Your goal:
Gather every line below that contains the string "umbrella". Copy each one in full.

Location identification items:
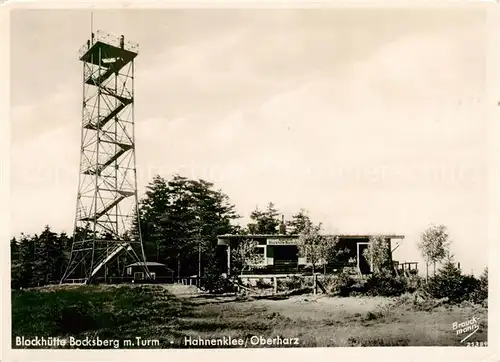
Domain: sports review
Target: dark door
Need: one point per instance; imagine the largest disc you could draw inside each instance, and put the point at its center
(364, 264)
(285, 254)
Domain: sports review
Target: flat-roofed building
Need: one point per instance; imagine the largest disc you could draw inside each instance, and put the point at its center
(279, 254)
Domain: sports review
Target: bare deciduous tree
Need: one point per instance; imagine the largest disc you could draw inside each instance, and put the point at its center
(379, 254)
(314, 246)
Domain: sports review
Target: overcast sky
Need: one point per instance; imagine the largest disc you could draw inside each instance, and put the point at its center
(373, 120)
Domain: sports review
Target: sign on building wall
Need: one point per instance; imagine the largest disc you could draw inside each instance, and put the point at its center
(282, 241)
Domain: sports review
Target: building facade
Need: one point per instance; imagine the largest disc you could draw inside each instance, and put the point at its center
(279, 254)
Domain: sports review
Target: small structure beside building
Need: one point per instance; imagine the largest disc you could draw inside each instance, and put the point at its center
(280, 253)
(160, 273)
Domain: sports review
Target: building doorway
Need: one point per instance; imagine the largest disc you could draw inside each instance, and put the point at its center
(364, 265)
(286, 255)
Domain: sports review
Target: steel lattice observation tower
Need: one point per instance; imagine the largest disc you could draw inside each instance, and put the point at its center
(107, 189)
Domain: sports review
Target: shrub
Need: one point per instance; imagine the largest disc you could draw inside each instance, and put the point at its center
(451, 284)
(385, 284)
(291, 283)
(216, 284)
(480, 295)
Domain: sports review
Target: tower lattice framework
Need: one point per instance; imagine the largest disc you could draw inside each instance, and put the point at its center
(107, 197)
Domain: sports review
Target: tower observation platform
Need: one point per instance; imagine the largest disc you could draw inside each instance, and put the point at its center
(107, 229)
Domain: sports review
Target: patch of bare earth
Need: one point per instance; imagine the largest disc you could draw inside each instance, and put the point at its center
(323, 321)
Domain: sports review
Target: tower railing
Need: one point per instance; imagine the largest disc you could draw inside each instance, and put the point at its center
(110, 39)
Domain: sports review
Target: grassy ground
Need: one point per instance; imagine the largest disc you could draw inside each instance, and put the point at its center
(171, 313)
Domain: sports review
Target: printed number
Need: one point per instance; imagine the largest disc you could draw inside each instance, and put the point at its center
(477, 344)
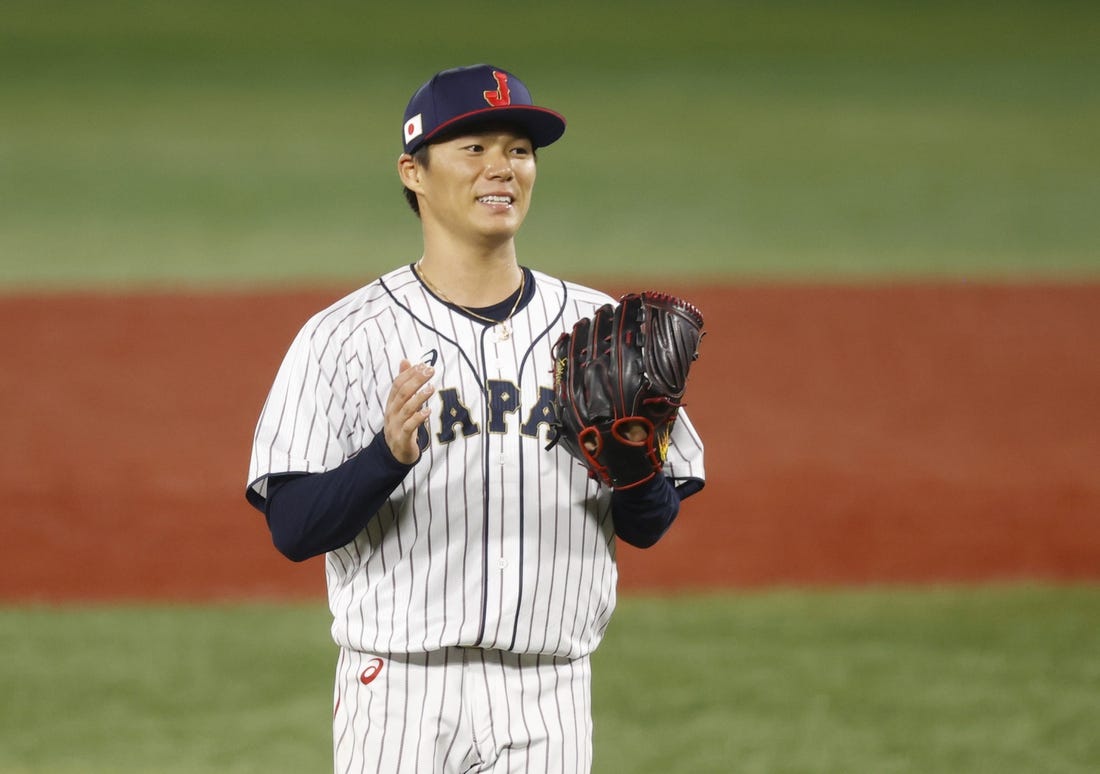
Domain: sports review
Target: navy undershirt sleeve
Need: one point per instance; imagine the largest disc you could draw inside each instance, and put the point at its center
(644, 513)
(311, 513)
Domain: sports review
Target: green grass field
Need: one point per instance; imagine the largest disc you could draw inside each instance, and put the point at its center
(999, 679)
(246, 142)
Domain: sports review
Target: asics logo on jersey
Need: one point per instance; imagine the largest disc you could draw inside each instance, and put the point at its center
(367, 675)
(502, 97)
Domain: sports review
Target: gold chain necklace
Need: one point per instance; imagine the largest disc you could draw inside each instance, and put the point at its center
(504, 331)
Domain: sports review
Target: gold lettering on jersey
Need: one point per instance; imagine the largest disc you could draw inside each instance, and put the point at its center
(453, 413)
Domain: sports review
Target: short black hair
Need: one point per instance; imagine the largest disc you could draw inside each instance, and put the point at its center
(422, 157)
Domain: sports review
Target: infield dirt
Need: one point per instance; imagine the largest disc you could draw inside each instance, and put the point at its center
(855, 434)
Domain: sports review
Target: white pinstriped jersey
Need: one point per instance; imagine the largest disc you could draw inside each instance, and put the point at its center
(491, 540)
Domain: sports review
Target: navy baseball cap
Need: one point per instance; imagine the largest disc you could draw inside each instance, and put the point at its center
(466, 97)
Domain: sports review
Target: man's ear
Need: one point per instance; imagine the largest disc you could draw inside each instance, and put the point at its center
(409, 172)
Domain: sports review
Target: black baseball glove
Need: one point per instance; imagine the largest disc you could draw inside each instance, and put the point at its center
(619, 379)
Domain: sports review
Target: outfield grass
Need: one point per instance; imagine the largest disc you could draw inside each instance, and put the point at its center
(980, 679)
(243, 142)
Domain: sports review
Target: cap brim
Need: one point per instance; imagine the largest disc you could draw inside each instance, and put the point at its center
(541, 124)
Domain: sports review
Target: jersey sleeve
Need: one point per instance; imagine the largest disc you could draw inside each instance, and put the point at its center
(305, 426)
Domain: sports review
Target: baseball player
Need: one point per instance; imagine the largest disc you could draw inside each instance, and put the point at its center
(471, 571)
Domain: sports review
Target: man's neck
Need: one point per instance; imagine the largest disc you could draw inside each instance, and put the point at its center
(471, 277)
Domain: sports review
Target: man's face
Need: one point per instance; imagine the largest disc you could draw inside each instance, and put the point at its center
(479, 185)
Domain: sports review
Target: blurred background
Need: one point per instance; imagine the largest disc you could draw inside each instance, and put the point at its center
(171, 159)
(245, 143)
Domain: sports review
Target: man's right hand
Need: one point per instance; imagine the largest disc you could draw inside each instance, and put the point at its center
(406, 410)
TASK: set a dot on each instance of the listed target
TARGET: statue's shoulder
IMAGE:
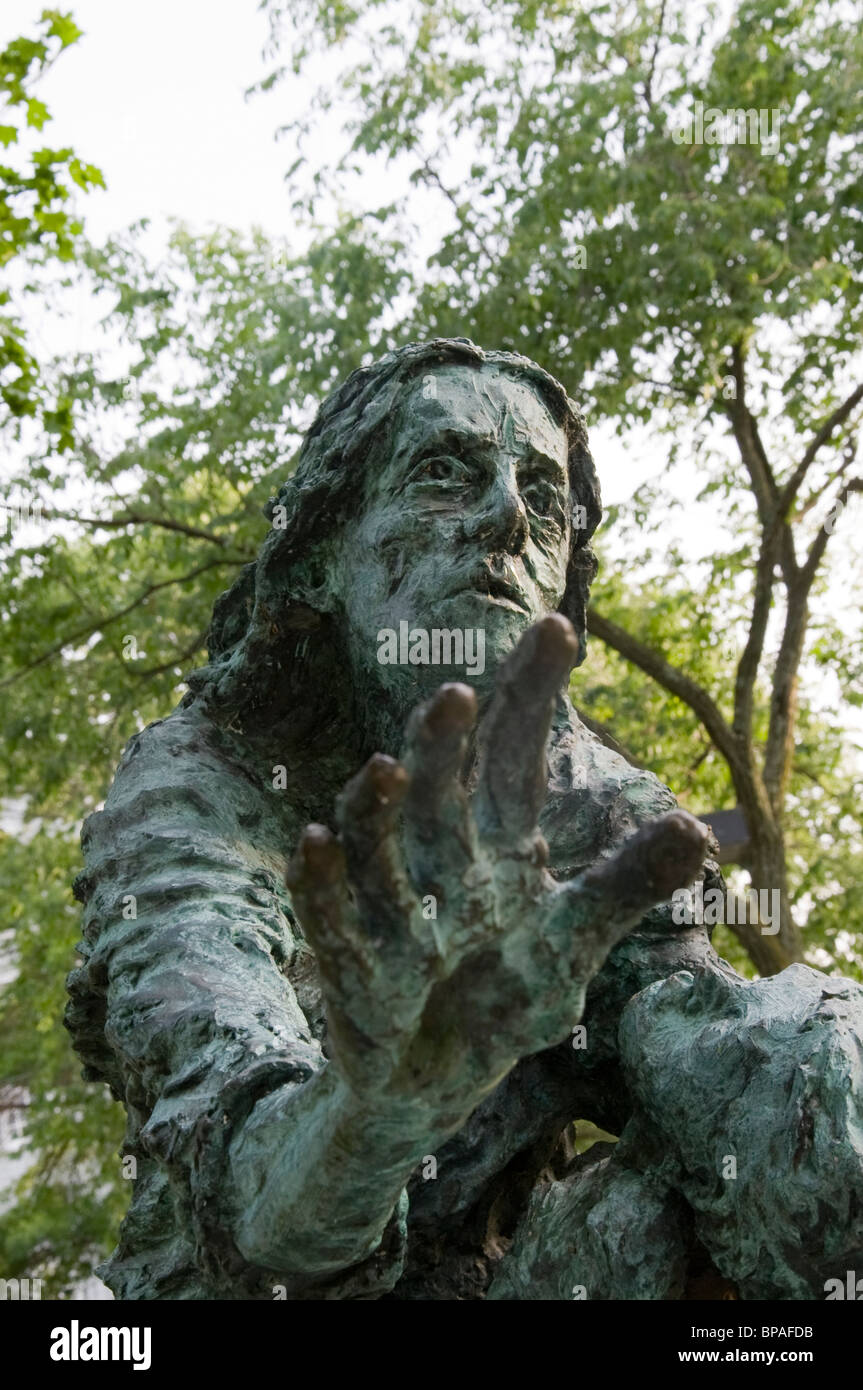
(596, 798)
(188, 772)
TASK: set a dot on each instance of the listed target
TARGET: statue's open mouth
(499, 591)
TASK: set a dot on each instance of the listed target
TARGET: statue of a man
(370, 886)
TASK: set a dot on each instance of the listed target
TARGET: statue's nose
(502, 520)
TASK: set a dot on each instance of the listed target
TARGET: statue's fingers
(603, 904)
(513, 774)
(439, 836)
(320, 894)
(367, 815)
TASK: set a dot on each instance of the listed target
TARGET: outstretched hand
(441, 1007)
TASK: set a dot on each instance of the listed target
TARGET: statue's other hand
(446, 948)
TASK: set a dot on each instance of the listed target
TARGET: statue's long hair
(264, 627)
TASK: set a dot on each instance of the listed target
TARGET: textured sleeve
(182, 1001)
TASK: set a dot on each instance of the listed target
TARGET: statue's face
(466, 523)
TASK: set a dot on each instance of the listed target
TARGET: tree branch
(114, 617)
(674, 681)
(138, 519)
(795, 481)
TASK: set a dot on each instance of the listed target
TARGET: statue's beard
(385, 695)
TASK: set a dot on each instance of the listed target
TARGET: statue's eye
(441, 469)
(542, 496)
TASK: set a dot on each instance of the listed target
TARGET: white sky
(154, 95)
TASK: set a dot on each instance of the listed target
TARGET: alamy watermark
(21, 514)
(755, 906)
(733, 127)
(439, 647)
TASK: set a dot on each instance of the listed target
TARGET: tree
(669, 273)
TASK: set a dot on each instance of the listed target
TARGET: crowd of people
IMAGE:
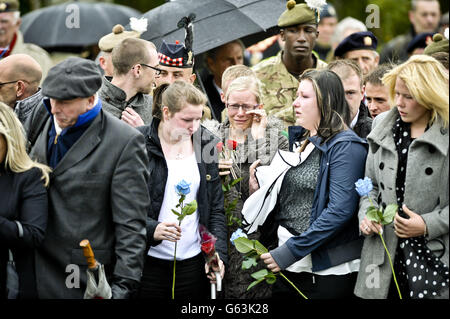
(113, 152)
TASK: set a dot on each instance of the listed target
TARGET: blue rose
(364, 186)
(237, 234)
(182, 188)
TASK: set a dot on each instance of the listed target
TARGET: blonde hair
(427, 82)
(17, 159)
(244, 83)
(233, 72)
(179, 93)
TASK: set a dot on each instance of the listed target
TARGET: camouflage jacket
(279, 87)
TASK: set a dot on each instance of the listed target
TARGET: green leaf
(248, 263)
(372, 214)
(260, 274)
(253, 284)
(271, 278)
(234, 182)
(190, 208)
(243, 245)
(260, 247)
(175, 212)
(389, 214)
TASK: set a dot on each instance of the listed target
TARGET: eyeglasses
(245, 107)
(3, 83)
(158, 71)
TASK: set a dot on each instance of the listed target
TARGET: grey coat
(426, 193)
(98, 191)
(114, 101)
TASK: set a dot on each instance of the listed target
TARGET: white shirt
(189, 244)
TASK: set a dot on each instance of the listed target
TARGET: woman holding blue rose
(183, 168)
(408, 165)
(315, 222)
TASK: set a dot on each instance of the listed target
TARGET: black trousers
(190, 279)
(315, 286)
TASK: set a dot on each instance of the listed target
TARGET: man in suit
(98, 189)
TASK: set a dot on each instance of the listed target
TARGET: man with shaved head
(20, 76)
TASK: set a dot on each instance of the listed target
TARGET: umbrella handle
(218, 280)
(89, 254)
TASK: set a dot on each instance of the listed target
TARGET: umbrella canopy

Full solution:
TARGET: umbrella handle
TARGET: umbrella canopy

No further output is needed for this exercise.